--- Extrait de page ---
Pendant quarante ans, j’ai essayé de « faire du Klein ». Oh, sans le savoir au début, façon bourgeois gentilhomme. Mais ça marchait. J’ai même fini par écrire un livre dont, dans l’ensemble, j’étais plutôt satisfait… à un sombre détail près, qui me taraude chaque jour : le théorème de Pythagore, un élément crucial du programme du cycle 4 (le collège, de la 5e à la 3e). À peine deux ou trois pages du livre, mais le sentiment désespéré d’y avoir trahi l’esprit de Klein.
Il existe de nombreuses démonstrations du théorème de Pythagore (plus de mille, d’après ce qu’en dit Andrés Navas, dans cet article) et nombre d’entre elles (y compris celle d’Andrés !) procurent au lecteur exigeant un sentiment de satisfaction parce qu’il peut se projeter dans cette démonstration, deviner l’origine de la réflexion, progresser dans ses étapes… mais j’ai dérapé !
Je me suis laissé attirer par les sirènes de la mode, j’ai écarté l’une des démonstrations les plus intelligentes, les plus sobres, les plus « goûteuses » que je connaisse, celle d’Euclide, au profit d’une autre, populaire mais artificielle. De la cuisine industrielle, du prêt-à-manger. Vous la (re)trouverez dans tous les manuels et – hélas – ici : elle est… jolie, mais fade : pas de genèse, pas de réflexion, elle ne s’impose pas, elle est imposée (découpez quatre triangles rectangles isométriques, manipulez-les, je vous mets au défi d’y déceler une démonstration du théorème de Pythagore, tant qu’on ne vous souffle pas le «bon» carré !)
Mon seul embryon d’excuse est que la démonstration d’Euclide s’appuie sur des rotations, et qu’en 2013, les rotations avaient disparu du programme des collèges.
Mais tout de même ! J’ai pris conscience de l’énormité de mon méfait en assistant à une conférence de Jean Dhombres, précisément sur cette démonstration (celle d’Euclide) que j’avais écartée. Le rouge de la honte aux joues, je lui ai malgré tout offert mon livre et magnanimement, il l’a gardé.
Il me semble que ce rejet d’une démonstration exceptionnelle pour un expédient prêt à digérer est un cas d’école qui mérite de s’y attarder : en quoi était-il stupide de ne pas utiliser la démonstration d’Euclide ? Qu’apporte-t-elle de plus que l’autre ?
--- Informations fournies ---
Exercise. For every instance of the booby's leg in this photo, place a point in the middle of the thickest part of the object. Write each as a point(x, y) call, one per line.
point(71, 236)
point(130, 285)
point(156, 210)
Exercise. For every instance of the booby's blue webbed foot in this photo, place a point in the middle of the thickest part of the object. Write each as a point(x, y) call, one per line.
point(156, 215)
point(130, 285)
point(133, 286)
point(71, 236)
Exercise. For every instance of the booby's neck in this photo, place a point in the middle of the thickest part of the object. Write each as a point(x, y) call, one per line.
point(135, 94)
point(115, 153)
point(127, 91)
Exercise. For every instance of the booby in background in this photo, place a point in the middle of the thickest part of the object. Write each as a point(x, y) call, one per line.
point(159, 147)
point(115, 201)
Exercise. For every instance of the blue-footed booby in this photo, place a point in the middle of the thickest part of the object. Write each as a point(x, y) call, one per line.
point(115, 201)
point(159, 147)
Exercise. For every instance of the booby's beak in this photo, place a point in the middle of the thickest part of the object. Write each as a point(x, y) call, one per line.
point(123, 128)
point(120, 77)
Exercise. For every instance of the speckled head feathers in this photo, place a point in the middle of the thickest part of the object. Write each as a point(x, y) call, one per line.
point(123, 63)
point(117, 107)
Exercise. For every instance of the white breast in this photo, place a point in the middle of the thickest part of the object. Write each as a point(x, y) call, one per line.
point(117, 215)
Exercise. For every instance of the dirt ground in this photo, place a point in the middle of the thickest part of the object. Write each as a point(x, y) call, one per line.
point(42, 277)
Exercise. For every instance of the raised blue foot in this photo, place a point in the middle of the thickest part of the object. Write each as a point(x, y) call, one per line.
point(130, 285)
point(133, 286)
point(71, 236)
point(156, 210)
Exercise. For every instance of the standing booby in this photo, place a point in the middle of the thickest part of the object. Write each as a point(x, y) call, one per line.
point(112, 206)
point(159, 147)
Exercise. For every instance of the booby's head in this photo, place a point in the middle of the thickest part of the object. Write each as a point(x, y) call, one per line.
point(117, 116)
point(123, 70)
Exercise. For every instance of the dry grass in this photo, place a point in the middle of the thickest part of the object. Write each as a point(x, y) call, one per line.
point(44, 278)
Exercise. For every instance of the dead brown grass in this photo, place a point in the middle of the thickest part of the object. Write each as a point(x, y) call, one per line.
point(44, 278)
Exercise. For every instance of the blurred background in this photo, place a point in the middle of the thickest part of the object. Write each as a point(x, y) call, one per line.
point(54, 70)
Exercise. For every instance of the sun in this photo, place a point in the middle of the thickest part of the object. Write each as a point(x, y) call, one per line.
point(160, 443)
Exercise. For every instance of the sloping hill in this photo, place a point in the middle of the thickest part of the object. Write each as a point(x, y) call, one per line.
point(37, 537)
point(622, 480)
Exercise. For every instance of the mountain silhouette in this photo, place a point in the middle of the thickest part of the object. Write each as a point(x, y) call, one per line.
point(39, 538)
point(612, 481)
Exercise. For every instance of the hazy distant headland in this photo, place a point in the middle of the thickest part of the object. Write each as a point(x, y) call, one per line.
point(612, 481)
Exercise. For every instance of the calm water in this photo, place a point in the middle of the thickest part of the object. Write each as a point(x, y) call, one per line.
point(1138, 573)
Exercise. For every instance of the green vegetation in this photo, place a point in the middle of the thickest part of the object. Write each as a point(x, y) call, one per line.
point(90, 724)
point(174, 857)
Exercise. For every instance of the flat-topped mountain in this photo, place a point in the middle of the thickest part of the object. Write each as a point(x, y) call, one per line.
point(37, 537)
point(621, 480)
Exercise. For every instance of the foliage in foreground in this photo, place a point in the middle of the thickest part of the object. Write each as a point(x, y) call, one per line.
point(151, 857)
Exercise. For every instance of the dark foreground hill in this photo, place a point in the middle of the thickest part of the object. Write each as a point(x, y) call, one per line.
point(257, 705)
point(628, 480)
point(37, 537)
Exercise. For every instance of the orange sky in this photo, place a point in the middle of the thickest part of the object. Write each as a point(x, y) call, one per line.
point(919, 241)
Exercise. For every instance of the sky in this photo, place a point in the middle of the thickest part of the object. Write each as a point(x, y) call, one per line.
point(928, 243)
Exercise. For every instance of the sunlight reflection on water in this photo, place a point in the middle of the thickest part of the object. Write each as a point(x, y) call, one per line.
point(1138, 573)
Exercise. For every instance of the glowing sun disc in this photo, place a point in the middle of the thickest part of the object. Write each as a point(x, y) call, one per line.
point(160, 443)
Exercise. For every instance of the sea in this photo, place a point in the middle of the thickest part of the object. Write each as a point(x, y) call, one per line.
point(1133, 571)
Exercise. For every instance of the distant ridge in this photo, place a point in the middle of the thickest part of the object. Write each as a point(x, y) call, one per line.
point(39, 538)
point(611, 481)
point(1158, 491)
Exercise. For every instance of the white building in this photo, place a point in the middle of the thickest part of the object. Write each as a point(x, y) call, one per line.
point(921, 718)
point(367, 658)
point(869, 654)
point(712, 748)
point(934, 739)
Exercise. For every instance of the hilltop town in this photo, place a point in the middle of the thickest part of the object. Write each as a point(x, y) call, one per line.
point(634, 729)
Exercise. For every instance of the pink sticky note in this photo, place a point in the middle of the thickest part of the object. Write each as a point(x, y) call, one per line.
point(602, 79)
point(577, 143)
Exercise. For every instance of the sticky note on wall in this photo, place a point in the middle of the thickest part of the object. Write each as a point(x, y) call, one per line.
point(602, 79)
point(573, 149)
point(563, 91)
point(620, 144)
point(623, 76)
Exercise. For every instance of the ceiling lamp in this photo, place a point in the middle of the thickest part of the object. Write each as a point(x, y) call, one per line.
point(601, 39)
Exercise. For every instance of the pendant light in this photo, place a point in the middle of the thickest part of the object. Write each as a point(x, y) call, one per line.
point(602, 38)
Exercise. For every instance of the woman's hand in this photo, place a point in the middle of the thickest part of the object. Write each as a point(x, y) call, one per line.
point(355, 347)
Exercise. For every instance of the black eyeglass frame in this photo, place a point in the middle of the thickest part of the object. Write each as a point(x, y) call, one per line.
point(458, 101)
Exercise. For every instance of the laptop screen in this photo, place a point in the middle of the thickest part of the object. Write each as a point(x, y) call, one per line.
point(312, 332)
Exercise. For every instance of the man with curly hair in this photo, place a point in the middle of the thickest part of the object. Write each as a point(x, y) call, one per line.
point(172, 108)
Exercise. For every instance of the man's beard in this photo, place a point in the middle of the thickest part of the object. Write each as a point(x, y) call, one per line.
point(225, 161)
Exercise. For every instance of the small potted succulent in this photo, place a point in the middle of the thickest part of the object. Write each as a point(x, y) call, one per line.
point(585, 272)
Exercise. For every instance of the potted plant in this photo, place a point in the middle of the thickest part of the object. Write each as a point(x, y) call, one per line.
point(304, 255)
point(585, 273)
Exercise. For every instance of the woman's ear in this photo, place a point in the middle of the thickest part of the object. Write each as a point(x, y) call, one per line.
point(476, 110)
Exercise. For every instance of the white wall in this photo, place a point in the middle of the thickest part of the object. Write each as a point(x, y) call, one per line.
---
__Consigne écrite__
D'après l'extrait sur le théorème de Pythagore, combien de démonstrations de ce théorème existe-t-il selon Andrés Navas ? Ce matériel n'a aucun lien avec l'extrait.

__Réponse attendue__
Plus de mille.